## [Given records]
▶

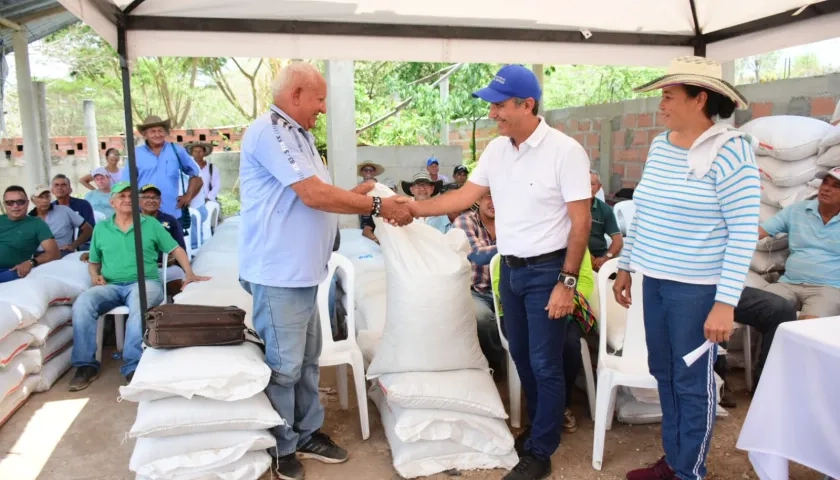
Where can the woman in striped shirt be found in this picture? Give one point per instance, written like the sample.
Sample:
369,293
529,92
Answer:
692,239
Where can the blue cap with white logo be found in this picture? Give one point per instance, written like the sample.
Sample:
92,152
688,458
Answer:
512,81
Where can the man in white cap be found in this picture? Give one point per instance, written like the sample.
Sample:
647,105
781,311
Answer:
812,271
539,179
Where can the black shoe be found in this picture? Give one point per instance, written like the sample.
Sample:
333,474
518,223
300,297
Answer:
320,447
288,467
84,376
530,468
519,443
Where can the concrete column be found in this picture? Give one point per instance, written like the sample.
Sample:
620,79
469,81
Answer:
33,171
341,129
90,131
539,71
444,126
40,90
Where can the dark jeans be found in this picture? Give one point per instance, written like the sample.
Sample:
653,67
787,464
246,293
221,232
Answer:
675,313
536,345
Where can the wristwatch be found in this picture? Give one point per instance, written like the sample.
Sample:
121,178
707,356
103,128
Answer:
567,280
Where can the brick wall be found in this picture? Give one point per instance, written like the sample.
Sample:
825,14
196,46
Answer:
632,125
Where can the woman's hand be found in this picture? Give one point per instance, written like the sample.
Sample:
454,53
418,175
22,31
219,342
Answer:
621,288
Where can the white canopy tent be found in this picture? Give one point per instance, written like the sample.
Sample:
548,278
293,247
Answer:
593,32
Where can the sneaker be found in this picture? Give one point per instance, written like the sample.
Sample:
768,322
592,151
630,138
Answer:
320,447
569,422
655,471
288,467
519,442
84,376
530,468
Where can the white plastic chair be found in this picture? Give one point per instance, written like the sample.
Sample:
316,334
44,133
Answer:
624,213
630,369
343,352
120,315
514,384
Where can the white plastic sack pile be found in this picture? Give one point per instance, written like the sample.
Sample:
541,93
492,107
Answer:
202,414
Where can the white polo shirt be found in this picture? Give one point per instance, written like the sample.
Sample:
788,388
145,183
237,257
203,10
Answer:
531,186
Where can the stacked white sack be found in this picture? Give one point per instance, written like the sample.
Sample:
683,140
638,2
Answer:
202,414
35,335
439,405
788,159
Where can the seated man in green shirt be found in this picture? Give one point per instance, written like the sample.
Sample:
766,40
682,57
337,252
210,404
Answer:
21,236
113,271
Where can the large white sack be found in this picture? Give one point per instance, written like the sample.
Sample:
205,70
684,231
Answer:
830,158
250,467
228,373
10,404
431,322
61,340
12,377
782,197
424,458
468,391
165,458
13,345
787,137
174,416
766,262
55,318
789,174
482,434
53,370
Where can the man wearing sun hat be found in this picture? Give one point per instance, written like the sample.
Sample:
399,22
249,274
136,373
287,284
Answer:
112,265
539,178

◀

## [The task]
Copy out all of the data word for word. Do not carry over any picture.

## [Answer in full]
Where can the woman in striped shirt be found in this picture? Give one point per instance, written like the sample.
Sample:
369,293
529,92
Answer:
692,239
Where can the blue cap with white logo be found in this picture? Give one point per instance, written like the sample.
Sample:
92,152
688,458
Answer:
512,81
Where can the man in white cap be found in this picture? Give one point per instance, written like the sample.
Sample:
647,105
781,311
Answer:
812,271
539,179
Where can the black shoe be found in this picture? Give one point per instance, written like the sample.
Sample:
333,474
518,223
300,297
Answer:
320,447
288,467
84,376
530,468
519,443
Where can the concrete column be found in this picture? Give one point per instance, written like the sample.
Sample:
620,79
469,81
Answer:
33,171
341,129
90,131
539,71
444,126
40,90
Where can the dark jeans be found in this picture? Give one point per instance, written like the sample.
Sample:
653,67
787,464
246,293
221,232
Answer:
675,313
536,345
Where can the wristwatch be found in this picture? Give one point per instance, written like the sample.
Sample:
121,178
707,356
103,128
Answer:
567,280
Where can the brick wall be found in this picture? Give one point per instance, written like the sample.
Sample:
825,14
196,46
Answer:
632,125
Where can the woman's hand be found in this picture? Give one point per instance, written like the sample.
Sample:
454,53
418,175
22,31
219,342
Answer:
621,288
Where can the white canopy tent be found in this picture? Give one point per instance, written like the sample.
Sample:
548,278
293,247
Answer:
593,32
Where can the sneaker be found in this picture? Give one point per instance, written like the sample.
Sample:
768,322
592,151
630,138
Answer:
320,447
569,422
655,471
288,467
519,442
84,376
530,468
Where can the white plastic chair be found in this picture? Give one point per instance, written like the sample.
Sample:
316,334
44,133
Answer:
624,213
630,369
343,352
120,315
514,384
Where can the white plastic sack pile be found in this picture? Give one point per instance, written like the sample.
Sample:
541,93
492,107
Answer:
202,414
Where can the white polo shirt be found in this picture? Give one point per instance, written like the sample.
Sample:
788,388
145,183
237,257
203,10
Answer:
531,186
Where can the stacked white sack be found in this picture? Give one point per instance, written like the sample.
Sample:
683,140
638,2
Answer:
202,414
35,335
439,405
788,159
Where can the seated man in green shirt be found in this picture? Give one point per instance, written like the sample.
Sample:
766,40
682,57
337,252
210,404
Answer:
21,236
113,271
Where can the large white sack be found in this picture? Give one point per instance, written like the sample.
Sample:
205,70
684,231
Answer:
830,158
250,467
228,373
10,404
431,322
61,340
12,377
782,197
424,458
468,391
165,458
13,345
787,137
174,416
766,262
55,318
789,174
482,434
53,370
Where can the man wearing sun hat be found in this picture? Give one point per instance, written like the sample.
Sample:
399,22
249,274
136,373
287,284
Answer:
112,265
539,178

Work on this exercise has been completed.